──────── TASK DATA ────────

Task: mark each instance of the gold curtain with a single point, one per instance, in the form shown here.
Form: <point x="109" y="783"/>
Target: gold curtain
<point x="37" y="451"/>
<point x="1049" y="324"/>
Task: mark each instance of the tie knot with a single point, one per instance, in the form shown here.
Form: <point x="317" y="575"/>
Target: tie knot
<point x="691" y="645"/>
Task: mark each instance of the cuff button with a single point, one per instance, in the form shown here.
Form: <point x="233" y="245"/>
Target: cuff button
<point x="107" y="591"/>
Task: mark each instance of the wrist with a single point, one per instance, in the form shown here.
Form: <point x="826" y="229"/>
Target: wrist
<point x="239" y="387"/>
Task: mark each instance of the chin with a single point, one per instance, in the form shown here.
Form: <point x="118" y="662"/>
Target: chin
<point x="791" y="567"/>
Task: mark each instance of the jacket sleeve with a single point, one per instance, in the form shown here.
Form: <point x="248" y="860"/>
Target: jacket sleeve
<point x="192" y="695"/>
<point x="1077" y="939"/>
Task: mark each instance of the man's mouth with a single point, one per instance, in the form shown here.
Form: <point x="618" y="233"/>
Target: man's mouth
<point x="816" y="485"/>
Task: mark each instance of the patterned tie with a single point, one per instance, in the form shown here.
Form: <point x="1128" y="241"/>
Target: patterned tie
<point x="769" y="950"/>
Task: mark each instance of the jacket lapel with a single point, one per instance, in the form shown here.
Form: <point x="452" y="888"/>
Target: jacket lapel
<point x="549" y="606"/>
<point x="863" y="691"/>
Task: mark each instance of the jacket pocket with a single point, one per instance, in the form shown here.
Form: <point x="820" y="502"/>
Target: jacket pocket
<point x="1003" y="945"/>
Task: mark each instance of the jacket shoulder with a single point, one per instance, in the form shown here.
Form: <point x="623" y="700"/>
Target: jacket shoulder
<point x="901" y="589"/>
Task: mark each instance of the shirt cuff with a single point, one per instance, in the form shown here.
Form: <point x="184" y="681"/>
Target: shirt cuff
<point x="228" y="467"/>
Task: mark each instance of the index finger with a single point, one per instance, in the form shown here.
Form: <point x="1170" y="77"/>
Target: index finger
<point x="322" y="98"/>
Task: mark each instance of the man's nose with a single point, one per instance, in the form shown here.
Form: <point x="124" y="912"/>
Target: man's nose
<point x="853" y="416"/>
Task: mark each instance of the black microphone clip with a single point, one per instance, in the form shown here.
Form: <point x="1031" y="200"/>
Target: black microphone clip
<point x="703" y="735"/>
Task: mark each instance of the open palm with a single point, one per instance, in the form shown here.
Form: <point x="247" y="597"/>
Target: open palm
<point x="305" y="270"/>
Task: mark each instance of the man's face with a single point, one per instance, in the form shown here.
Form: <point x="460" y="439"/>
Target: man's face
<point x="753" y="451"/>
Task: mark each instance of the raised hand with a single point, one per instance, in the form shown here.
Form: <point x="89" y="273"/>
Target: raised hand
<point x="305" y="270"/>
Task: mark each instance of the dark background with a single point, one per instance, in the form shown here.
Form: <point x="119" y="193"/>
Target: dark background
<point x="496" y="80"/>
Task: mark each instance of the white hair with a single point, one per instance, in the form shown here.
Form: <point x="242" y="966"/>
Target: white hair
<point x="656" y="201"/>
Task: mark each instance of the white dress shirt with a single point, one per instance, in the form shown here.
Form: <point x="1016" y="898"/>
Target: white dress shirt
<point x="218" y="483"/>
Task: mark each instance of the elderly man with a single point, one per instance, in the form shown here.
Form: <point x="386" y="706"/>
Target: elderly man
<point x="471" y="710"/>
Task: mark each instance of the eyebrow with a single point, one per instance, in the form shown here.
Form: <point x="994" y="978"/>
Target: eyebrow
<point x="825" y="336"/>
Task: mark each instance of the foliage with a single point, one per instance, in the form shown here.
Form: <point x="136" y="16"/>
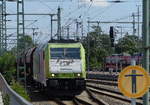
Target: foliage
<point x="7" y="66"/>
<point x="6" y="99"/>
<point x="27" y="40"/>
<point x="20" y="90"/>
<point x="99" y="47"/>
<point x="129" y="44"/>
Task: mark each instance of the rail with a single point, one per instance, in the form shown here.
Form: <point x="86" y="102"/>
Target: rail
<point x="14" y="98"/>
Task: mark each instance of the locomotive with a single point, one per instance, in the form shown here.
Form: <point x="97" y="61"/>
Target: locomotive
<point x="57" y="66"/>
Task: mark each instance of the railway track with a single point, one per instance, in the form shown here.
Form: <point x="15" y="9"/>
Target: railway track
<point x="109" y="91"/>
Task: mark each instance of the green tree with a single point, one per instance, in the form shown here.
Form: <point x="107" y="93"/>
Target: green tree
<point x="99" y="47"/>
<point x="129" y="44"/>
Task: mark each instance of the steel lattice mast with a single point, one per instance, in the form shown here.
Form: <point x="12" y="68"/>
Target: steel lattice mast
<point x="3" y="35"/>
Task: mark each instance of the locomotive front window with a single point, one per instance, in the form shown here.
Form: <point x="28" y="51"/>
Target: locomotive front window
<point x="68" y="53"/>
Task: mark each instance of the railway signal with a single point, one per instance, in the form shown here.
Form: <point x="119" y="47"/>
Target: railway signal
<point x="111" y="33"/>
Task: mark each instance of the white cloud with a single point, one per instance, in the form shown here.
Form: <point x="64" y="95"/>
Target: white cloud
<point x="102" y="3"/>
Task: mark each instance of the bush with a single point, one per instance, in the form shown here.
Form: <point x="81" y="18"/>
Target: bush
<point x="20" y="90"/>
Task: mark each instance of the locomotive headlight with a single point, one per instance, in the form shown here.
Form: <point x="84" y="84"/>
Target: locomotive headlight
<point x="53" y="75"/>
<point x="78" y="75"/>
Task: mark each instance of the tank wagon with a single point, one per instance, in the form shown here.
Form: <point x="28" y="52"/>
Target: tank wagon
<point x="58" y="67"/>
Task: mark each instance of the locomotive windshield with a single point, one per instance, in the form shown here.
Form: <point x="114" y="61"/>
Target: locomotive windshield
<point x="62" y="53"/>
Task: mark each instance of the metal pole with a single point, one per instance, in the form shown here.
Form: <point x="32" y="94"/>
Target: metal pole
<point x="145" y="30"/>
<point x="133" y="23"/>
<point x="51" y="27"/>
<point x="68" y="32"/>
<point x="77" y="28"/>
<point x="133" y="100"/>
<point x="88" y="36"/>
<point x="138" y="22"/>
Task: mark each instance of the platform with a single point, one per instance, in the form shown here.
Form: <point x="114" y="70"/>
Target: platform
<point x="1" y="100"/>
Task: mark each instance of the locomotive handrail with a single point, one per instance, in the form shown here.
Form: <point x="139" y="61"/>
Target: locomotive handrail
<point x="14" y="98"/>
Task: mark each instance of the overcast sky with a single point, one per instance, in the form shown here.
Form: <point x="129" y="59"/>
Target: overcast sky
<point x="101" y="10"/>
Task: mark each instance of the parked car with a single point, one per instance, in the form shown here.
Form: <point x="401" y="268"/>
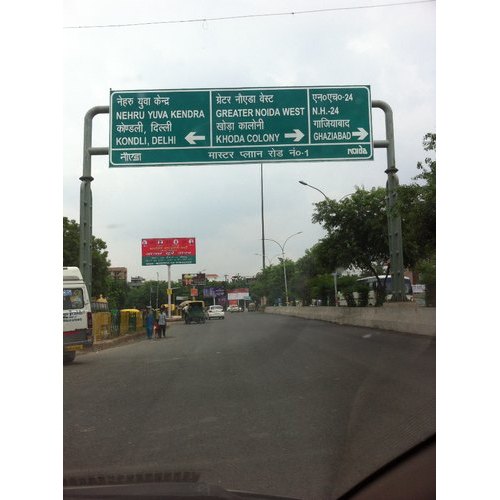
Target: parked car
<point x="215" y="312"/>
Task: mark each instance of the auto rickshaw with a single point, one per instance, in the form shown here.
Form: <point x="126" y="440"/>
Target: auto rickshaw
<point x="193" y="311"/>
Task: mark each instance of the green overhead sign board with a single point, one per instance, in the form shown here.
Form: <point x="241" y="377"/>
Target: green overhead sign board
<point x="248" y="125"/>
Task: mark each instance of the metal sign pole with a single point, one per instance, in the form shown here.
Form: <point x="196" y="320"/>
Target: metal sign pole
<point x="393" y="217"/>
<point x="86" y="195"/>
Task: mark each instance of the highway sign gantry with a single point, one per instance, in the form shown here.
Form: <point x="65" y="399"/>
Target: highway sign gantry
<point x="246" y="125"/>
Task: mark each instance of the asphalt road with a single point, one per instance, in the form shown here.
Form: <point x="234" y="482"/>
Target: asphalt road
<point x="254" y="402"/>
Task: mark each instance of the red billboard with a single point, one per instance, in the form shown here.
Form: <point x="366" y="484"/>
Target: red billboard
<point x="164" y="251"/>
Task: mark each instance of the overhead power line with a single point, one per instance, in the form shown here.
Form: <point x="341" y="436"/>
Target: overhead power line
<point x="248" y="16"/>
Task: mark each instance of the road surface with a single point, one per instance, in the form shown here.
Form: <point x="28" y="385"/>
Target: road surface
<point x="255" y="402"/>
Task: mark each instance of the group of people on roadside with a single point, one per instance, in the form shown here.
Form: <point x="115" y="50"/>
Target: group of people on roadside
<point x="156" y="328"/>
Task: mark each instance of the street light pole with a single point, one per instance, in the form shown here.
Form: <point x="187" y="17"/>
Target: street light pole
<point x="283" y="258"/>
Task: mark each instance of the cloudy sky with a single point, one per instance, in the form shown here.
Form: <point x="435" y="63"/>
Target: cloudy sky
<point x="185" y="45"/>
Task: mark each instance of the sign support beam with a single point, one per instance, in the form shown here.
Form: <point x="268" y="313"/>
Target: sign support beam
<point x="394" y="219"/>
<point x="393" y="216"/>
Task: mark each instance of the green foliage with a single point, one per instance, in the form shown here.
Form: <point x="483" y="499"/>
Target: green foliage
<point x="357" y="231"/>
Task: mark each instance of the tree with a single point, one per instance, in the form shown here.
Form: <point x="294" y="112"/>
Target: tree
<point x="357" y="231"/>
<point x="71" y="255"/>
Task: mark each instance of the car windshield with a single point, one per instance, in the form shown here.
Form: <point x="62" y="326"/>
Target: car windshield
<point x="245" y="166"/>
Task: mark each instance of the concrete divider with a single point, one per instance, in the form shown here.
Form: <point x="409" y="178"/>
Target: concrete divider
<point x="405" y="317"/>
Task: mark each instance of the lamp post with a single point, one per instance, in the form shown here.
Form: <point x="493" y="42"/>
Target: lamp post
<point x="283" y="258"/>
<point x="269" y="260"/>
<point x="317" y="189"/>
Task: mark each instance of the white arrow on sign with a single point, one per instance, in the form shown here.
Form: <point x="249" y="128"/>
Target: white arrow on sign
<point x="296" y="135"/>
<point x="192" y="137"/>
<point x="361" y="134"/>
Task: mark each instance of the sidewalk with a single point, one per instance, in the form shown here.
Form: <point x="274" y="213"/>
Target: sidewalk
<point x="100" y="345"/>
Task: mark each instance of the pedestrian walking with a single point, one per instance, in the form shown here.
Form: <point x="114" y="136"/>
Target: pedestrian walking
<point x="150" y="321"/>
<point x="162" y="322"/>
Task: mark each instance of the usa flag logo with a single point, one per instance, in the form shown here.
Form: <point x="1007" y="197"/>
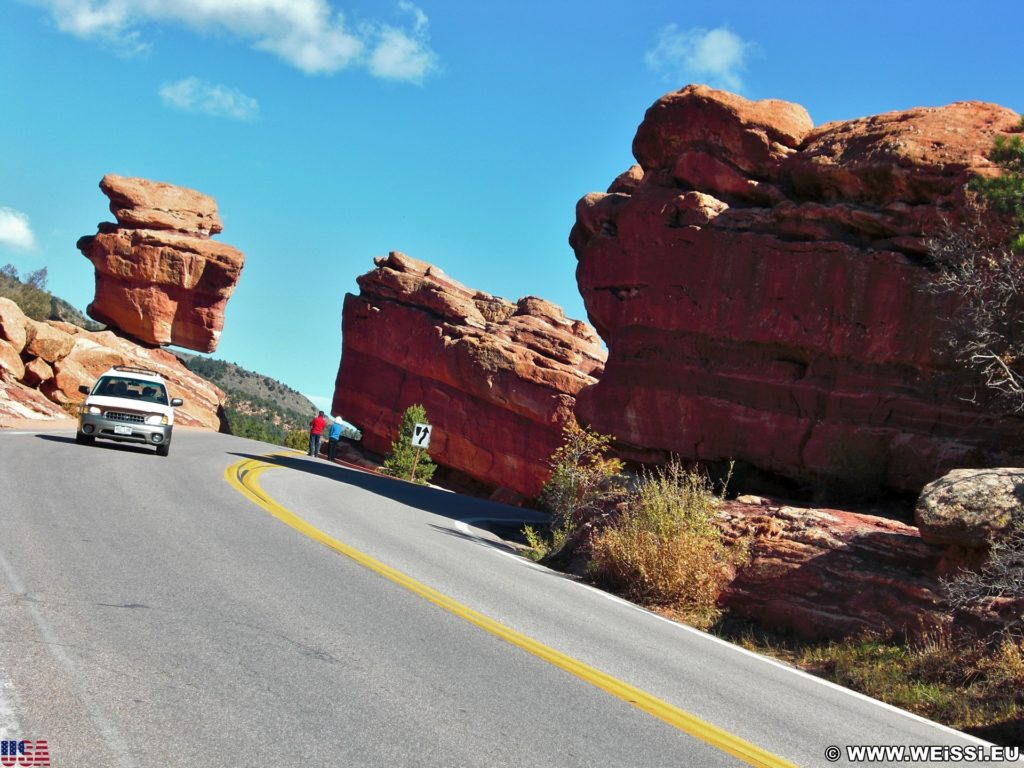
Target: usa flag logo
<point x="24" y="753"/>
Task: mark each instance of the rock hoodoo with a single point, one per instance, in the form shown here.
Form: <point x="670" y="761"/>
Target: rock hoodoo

────────

■ WORK ITEM:
Write out exactly the lines from the beginning of the material above through the line with "Task: mark each instance of the man's mouth", including both and omitting all others.

■ RESPONSE:
Task: mark each instance of the gold curtain with a single point, one per instance, in the form shown here.
Form: <point x="109" y="783"/>
Target: gold curtain
<point x="37" y="451"/>
<point x="1049" y="324"/>
Task: mark each instance of the tie knot with a single point, one per instance, in the form shown here.
Form: <point x="317" y="575"/>
Target: tie knot
<point x="691" y="645"/>
Task: mark each instance of the cuff button with a single point, one per instance, in the form shown here.
Form: <point x="233" y="245"/>
Target: cuff button
<point x="107" y="591"/>
Task: mark each instance of the wrist with a single point, one per instance, in the form shown here.
Form: <point x="826" y="229"/>
Target: wrist
<point x="239" y="387"/>
Task: mark each instance of the chin with a single point, one per instance, in the form shown here.
Form: <point x="118" y="662"/>
Target: chin
<point x="791" y="567"/>
Task: mark each instance of the jacket sleeve with a single point, one per instance, in the form shown here.
Form: <point x="248" y="860"/>
Target: jacket sleeve
<point x="192" y="695"/>
<point x="1077" y="939"/>
Task: mark each instance of the man's mouth with a single point, one per instance, in the form shown here.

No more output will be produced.